— Given task —
Rewrite every one of the entries below, changing "fence post" to "fence pole" and keeping everything else the same. Leave the pictures out of your version.

— Excerpted records —
• • • •

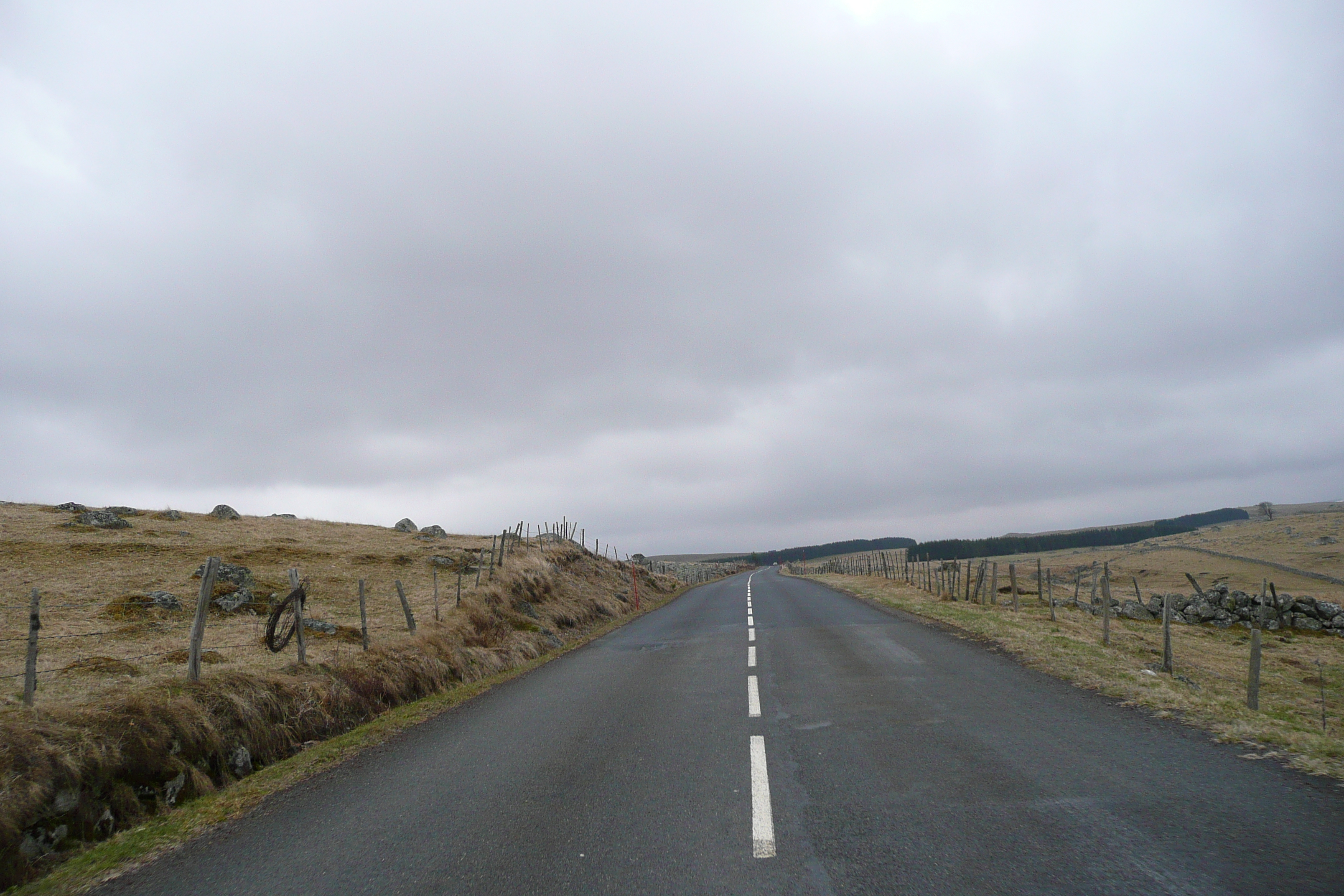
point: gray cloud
(698, 276)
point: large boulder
(164, 601)
(103, 519)
(1135, 610)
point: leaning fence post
(1167, 633)
(299, 617)
(1105, 605)
(30, 665)
(406, 606)
(198, 624)
(1253, 682)
(363, 616)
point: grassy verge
(132, 848)
(1207, 688)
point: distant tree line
(1008, 545)
(853, 546)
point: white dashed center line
(763, 820)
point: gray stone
(1135, 610)
(164, 601)
(234, 601)
(174, 788)
(240, 761)
(103, 519)
(230, 573)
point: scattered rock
(103, 520)
(174, 788)
(234, 601)
(1135, 610)
(240, 761)
(164, 601)
(232, 573)
(103, 667)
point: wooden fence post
(299, 619)
(1253, 680)
(1167, 633)
(406, 606)
(363, 616)
(30, 664)
(1105, 605)
(198, 624)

• • • •

— Full solution —
point: gray cloud
(698, 276)
point: large boulder
(164, 601)
(103, 519)
(1135, 610)
point: leaning fence pole
(1167, 633)
(299, 617)
(1105, 605)
(30, 665)
(406, 606)
(198, 624)
(1253, 682)
(363, 616)
point: grassy verge
(132, 848)
(1207, 688)
point: distant tree line
(1008, 545)
(853, 546)
point: white dashed center line
(763, 820)
point: gray stone
(1135, 610)
(164, 601)
(234, 601)
(174, 788)
(240, 761)
(103, 519)
(230, 573)
point: scattered rock
(103, 520)
(174, 788)
(234, 601)
(1135, 610)
(240, 761)
(164, 601)
(232, 573)
(103, 667)
point: wooden fence pole
(299, 619)
(1253, 680)
(1167, 633)
(406, 606)
(363, 616)
(30, 664)
(1105, 605)
(198, 624)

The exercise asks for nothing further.